**Task**
All lines from the one containing "Target: yoga tree pose" down to the final line of the entries below: return them exactly.

**Data supplied**
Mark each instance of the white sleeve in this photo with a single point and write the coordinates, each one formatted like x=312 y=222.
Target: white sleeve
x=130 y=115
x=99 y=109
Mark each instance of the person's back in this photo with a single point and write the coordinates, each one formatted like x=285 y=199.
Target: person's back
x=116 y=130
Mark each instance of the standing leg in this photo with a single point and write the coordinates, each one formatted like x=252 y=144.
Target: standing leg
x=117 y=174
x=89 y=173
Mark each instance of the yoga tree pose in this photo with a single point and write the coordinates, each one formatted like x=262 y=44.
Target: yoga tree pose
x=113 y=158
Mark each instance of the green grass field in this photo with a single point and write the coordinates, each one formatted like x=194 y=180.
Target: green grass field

**Expected output**
Target: yoga tree pose
x=113 y=158
Mark each instance of the green grass field in this photo with a single point and write the coordinates, each one formatted like x=194 y=180.
Target: green grass field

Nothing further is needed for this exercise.